# Kısa soru a:
Kayıtların en başından başlayıp "xmin=433 ymin=399 xmax=541 ymax=756" geçen satır da dahil olmak üzere o satırları yeniden yaz; "space-separated" ifadesini her yerde "tab-separated" ile değiştir, başka hiçbir şeye dokunma.

# Belge metni:
Hepimiz için bir savcılık sorgusu

DÜNYADA başka hangi ülkede var bilmiyorum.

Haberin Devamı

“Sorumluyu ve cezayı” değil, “sorumluluğu” arayan bir adalet sistemi. Üstelik, bir de insanların “sosyal haklarını” polisiye bir yöntemle bulmaya çalışan bir adalet sistemi...
Bizdeki yaygın adı:
“Savcılık soruşturması”.
Örneklerle anlatayım:
Gazetelerin manşeti:
“APARTMAN ÇÖKTÜ 7 ÖLÜ”.
Televizyonlarda birinci haber:
“Bakanlar Kurulu toplanıyor”.
Yetkililerden açıklama:
“Adli soruşturma başlatıldı. Gereği yapılacak”.
Ve beklenen haber geliyor:
“Savcılık olaya el koydu”.
Bir başka gün bir başka manşet:
“KAMYONUN DAMPERİ ÜSTGEÇİDE ÇAPTI! 1 ÖLÜ”.
Yine televizyonlar. Ekranlarda bildik yorumcular sorumlu arıyor.

# Kayıt alıntıları:
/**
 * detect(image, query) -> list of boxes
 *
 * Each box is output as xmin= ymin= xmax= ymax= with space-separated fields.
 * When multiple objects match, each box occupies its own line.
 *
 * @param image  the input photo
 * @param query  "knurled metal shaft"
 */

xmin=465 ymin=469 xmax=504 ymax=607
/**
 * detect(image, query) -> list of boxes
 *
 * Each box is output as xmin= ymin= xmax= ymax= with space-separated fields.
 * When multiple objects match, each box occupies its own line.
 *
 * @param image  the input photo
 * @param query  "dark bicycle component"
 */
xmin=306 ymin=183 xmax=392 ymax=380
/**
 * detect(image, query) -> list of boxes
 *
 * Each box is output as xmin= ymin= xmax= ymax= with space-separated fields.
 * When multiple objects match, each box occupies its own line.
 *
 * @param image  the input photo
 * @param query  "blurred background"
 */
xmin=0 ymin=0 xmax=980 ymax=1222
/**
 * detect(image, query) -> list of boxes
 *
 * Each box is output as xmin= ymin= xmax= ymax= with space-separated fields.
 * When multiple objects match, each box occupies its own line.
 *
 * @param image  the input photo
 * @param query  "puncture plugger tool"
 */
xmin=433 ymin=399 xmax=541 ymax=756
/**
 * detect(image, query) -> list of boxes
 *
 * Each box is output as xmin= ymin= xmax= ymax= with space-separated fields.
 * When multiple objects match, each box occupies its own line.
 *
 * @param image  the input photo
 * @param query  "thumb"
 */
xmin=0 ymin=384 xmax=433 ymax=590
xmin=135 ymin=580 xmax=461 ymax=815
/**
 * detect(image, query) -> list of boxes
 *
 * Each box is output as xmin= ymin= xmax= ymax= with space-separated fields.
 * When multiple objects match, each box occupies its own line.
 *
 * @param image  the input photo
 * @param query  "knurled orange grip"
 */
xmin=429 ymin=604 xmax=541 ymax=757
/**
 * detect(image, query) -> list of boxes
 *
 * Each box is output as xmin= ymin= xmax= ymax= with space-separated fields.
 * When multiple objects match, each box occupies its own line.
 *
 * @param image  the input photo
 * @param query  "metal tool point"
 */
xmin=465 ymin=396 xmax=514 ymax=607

# Kısa soru b:
Savcılık sorgusu üzerine yazıya göre şu soruları cevapla:
(i) Yazarın anlattığı adalet sisteminin bizdeki yaygın adı ne?
(ii) Apartmanın çöktüğü gün gazete manşetinde kaç ölü yazıyor?
(iii) Kamyonun damperi neye çarpmış?

# Tam cevap a:
/**
 * detect(image, query) -> list of boxes
 *
 * Each box is output as xmin= ymin= xmax= ymax= with tab-separated fields.
 * When multiple objects match, each box occupies its own line.
 *
 * @param image  the input photo
 * @param query  "knurled metal shaft"
 */

xmin=465 ymin=469 xmax=504 ymax=607
/**
 * detect(image, query) -> list of boxes
 *
 * Each box is output as xmin= ymin= xmax= ymax= with tab-separated fields.
 * When multiple objects match, each box occupies its own line.
 *
 * @param image  the input photo
 * @param query  "dark bicycle component"
 */
xmin=306 ymin=183 xmax=392 ymax=380
/**
 * detect(image, query) -> list of boxes
 *
 * Each box is output as xmin= ymin= xmax= ymax= with tab-separated fields.
 * When multiple objects match, each box occupies its own line.
 *
 * @param image  the input photo
 * @param query  "blurred background"
 */
xmin=0 ymin=0 xmax=980 ymax=1222
/**
 * detect(image, query) -> list of boxes
 *
 * Each box is output as xmin= ymin= xmax= ymax= with tab-separated fields.
 * When multiple objects match, each box occupies its own line.
 *
 * @param image  the input photo
 * @param query  "puncture plugger tool"
 */
xmin=433 ymin=399 xmax=541 ymax=756

# Tam cevap b:
(i) Savcılık soruşturması.
(ii) 7 ölü.
(iii) Üstgeçide.